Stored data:
########

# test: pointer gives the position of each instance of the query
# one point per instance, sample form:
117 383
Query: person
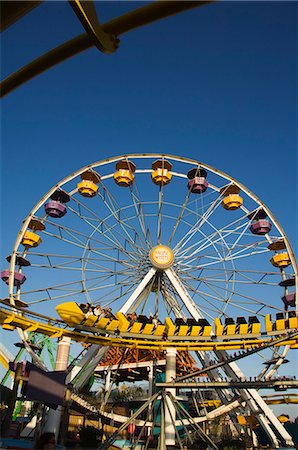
46 441
97 310
155 321
89 312
85 307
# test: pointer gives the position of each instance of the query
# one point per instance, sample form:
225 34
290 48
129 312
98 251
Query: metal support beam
120 25
86 13
137 292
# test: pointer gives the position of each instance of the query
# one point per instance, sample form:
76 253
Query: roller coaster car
71 313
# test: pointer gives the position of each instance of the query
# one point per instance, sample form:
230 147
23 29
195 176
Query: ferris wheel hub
161 257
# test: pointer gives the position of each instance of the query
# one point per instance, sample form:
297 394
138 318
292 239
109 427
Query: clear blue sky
217 84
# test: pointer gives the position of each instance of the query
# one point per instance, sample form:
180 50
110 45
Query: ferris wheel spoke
140 215
217 236
104 223
81 244
159 213
108 233
115 209
203 218
179 218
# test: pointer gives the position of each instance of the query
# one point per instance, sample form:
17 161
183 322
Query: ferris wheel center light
161 257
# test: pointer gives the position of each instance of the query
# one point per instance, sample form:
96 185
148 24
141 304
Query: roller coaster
197 257
174 263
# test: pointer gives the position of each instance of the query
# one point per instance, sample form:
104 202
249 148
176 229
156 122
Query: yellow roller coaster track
11 320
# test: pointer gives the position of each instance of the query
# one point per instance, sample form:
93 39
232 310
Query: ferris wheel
169 239
178 223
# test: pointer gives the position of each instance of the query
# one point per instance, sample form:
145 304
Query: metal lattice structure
169 237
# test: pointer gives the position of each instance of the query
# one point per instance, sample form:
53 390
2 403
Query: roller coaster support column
54 416
170 412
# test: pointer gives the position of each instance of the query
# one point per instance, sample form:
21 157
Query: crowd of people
88 309
97 310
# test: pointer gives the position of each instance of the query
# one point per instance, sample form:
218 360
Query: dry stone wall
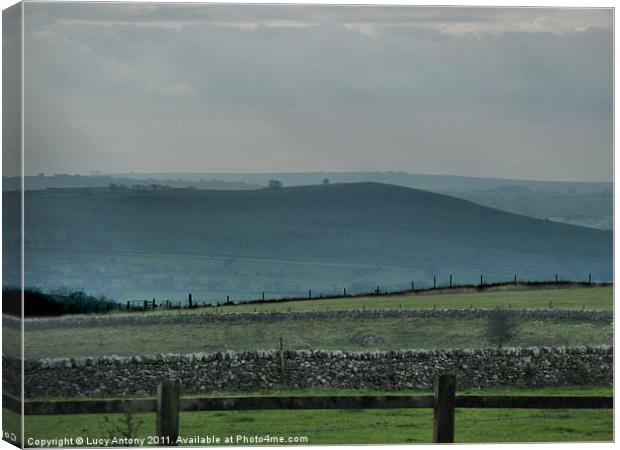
260 370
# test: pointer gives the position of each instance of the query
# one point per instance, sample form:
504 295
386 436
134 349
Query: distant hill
579 203
366 228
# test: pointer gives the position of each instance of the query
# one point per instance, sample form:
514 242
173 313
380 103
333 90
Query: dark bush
40 304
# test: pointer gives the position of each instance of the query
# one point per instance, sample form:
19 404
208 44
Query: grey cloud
414 96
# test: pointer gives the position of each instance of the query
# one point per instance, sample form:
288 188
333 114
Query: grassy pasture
518 297
362 426
329 334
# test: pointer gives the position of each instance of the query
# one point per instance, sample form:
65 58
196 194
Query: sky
492 92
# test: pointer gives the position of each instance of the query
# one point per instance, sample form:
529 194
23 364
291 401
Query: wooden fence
169 404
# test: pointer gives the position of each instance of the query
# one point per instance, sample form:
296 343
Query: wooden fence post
443 417
282 369
168 406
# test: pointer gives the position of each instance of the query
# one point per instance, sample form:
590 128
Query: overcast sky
513 93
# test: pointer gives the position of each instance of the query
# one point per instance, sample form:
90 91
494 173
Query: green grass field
359 426
517 296
328 334
331 334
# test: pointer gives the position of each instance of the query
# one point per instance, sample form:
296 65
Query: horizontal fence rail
306 402
169 404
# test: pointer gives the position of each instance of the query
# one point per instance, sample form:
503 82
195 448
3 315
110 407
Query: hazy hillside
341 235
579 203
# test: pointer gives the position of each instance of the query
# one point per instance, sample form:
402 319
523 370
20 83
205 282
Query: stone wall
259 370
139 319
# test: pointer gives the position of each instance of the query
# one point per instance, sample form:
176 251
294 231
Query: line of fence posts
191 303
169 406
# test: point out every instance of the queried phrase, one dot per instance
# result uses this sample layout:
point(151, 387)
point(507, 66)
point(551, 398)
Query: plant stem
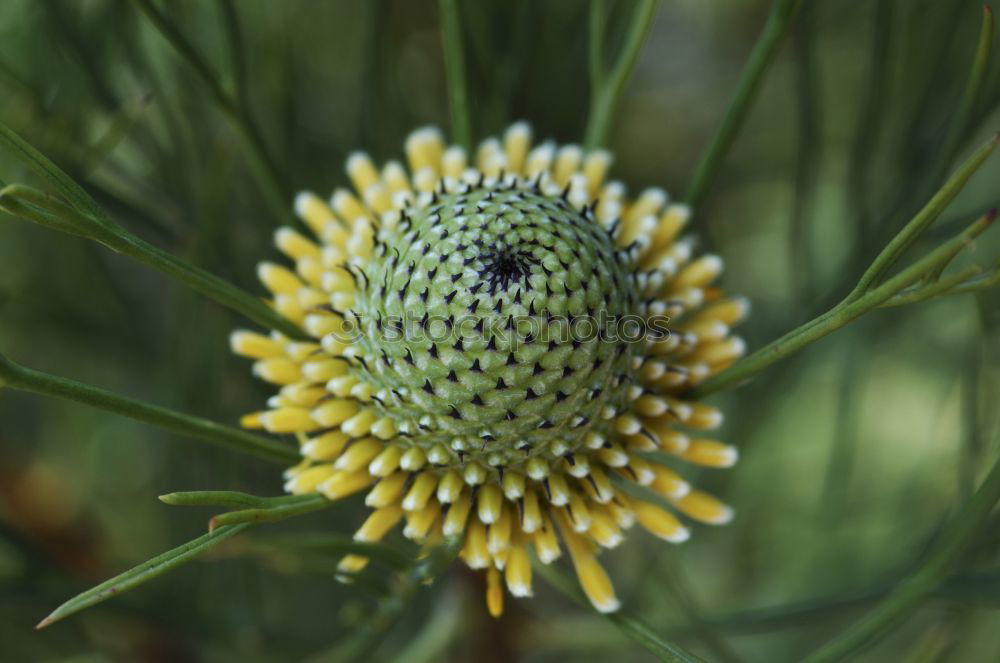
point(909, 593)
point(778, 21)
point(454, 63)
point(923, 219)
point(843, 313)
point(227, 498)
point(960, 126)
point(21, 378)
point(45, 209)
point(270, 176)
point(142, 573)
point(607, 88)
point(304, 504)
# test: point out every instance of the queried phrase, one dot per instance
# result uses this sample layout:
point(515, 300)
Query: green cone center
point(488, 325)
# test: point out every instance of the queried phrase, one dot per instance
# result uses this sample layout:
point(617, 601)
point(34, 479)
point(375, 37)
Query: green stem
point(297, 507)
point(843, 313)
point(912, 591)
point(454, 64)
point(267, 171)
point(142, 573)
point(945, 286)
point(960, 126)
point(607, 89)
point(629, 624)
point(595, 47)
point(778, 22)
point(46, 210)
point(20, 378)
point(923, 219)
point(406, 584)
point(228, 498)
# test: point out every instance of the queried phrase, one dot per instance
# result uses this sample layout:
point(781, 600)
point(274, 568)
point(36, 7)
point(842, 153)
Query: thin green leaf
point(142, 573)
point(863, 299)
point(962, 121)
point(44, 209)
point(909, 593)
point(18, 377)
point(228, 498)
point(607, 89)
point(37, 162)
point(304, 504)
point(323, 543)
point(630, 625)
point(778, 21)
point(454, 62)
point(923, 219)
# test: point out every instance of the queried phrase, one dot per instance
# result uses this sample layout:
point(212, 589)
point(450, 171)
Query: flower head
point(494, 346)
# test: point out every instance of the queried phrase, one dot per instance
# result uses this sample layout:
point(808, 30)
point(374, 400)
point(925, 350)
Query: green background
point(853, 453)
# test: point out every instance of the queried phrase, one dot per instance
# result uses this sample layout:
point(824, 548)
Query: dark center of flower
point(504, 266)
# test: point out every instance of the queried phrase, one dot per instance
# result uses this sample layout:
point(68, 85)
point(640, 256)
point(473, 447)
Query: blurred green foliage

########

INSTRUCTIONS FOR THE TASK: Transcribe all records verbatim and omit each image.

RESPONSE TO THE TASK:
# test: pointer gives the position of each instance of the query
# one point per instance, sample form:
117 383
Query: person
46 441
97 310
155 321
89 312
85 307
# test: pointer gives the position of each instance of the query
# one point per instance, sample form:
225 34
290 48
129 312
98 251
Query: metal support beam
120 25
86 13
137 292
# test: pointer gives the position of each instance of the query
# one point per instance, sample form:
76 253
Query: roller coaster car
71 313
# test: pointer gives the position of each instance of the query
# one point per instance, sample form:
230 147
23 29
195 176
Query: ferris wheel hub
161 257
# test: pointer gives the position of each instance of the query
# one point per instance, sample form:
297 394
138 318
292 239
109 427
Query: clear blue sky
217 84
# test: pointer gives the position of each instance of the query
# one point per instance, sample form:
180 50
110 45
Query: ferris wheel spoke
140 215
217 236
104 223
81 244
159 213
108 233
115 209
203 218
179 218
# test: pointer gives the position of each instance of the query
# one point per instance, sample form:
17 161
183 322
Query: ferris wheel center light
161 257
# test: pointer gives the position of each instance of the query
# one point per instance, sample form:
96 185
148 24
141 304
Query: roller coaster
197 257
174 263
# test: pointer gives the position of each instance of the query
# one point per instance, sample form:
104 202
249 148
176 229
156 122
Query: yellow roller coaster track
11 320
# test: pointer gives the position of each instance of the query
# one point per instance, sample form:
93 39
232 310
Query: ferris wheel
169 239
178 223
# test: pointer gives the position of each instance of the query
# one point per instance, sample form:
145 304
Query: metal lattice structure
169 237
# test: pointer gives the position of each instance of the query
# one point per instance, sample form:
53 390
2 403
Query: roller coaster support column
54 416
170 412
# test: pointer gives the position of each instance of the query
# one point per instance, sample form:
21 157
Query: crowd of people
88 309
97 310
# test: pointer gives the position of each instance of the query
# one point per instance, sample form:
218 360
Query: dry stone wall
260 370
# test: pointer gives the position of each instance of the query
# one point per instance, sample form:
504 295
386 436
134 349
Query: distant hill
579 203
366 228
# test: pointer gives the position of each instance of the query
# one point per instance, sample form:
514 242
173 313
380 103
333 90
Query: dark bush
40 304
# test: pointer gives the position of each instance of the query
# one point per instance, sample form:
19 404
208 44
Query: grey cloud
414 96
# test: pointer gives the position of each instance of the query
# one point per instance, sample form:
288 188
333 114
Query: grassy pasture
518 297
362 426
329 334
# test: pointer gives the position of each instance of the query
# one point per instance, sample form:
65 58
196 194
Query: sky
492 92
# test: pointer gives the position of each instance of the query
# one point per instance, sample form:
529 194
23 364
291 401
Query: wooden fence
169 404
# test: pointer gives the position of each instance of the query
# one point per instance, sample form:
296 343
Query: wooden fence post
443 417
282 369
168 406
# test: pointer gives the position of each instance of the query
# one point per instance, sample form:
590 128
Query: overcast sky
513 93
# test: pointer gives the position of each instance of the query
# one point per instance, sample form:
90 91
494 173
Query: green grass field
359 426
517 296
328 334
331 334
# test: pointer gives the position of each instance of the query
# one point per instance, sample form:
296 65
Query: horizontal fence rail
306 402
169 404
# test: pointer gives the position of each instance of the query
# one point per instance, sample form:
503 82
195 448
3 315
110 407
Query: hazy hillside
341 235
579 203
# test: pointer gives the position of each instance of the query
# one point per instance, sample form:
402 319
523 370
20 83
205 282
Query: stone wall
259 370
139 319
# test: pointer gives the position of each instance of the query
# one point per instance, sample form:
176 251
294 231
Query: line of fence posts
191 303
169 406
# test: point out every instance of the queried phrase, one dot per instance
# result uses this sample layout:
point(151, 387)
point(507, 66)
point(551, 398)
Query: plant stem
point(909, 593)
point(778, 21)
point(454, 63)
point(923, 219)
point(843, 313)
point(227, 498)
point(960, 126)
point(21, 378)
point(45, 209)
point(270, 176)
point(142, 573)
point(607, 88)
point(304, 504)
# test: point out every instance of the queried phrase, one dot per instance
# result uses this sample layout:
point(515, 300)
Query: green cone center
point(488, 325)
# test: point out every instance of the queried phrase, one dot per instance
# result uses this sample layout:
point(617, 601)
point(34, 479)
point(375, 37)
Query: green stem
point(297, 507)
point(843, 313)
point(912, 591)
point(454, 64)
point(267, 171)
point(142, 573)
point(945, 286)
point(960, 126)
point(607, 89)
point(629, 624)
point(595, 47)
point(778, 22)
point(46, 210)
point(20, 378)
point(923, 219)
point(406, 584)
point(228, 498)
# test: point out every instance of the queried phrase, one dot per instance
# result uses this sample layout:
point(781, 600)
point(274, 568)
point(36, 7)
point(842, 153)
Query: thin green leaf
point(142, 573)
point(863, 299)
point(962, 121)
point(44, 209)
point(909, 593)
point(18, 377)
point(228, 498)
point(607, 89)
point(37, 162)
point(304, 504)
point(323, 543)
point(630, 625)
point(778, 21)
point(454, 62)
point(923, 219)
# test: point out every instance of the queried phrase, one dot per instance
# result uses this sample layout:
point(212, 589)
point(450, 171)
Query: flower head
point(494, 346)
# test: point out every instance of the queried phrase, one dot per instance
# result uses this sample layout:
point(808, 30)
point(374, 400)
point(925, 350)
Query: green background
point(853, 453)
# test: point out every instance of the queried phrase, one dot per instance
# result uses this sample layout:
point(824, 548)
Query: dark center of flower
point(504, 266)
# test: point out every instance of the queried phrase, one dot per instance
# result uses this sample layout:
point(68, 85)
point(640, 256)
point(473, 447)
Query: blurred green foliage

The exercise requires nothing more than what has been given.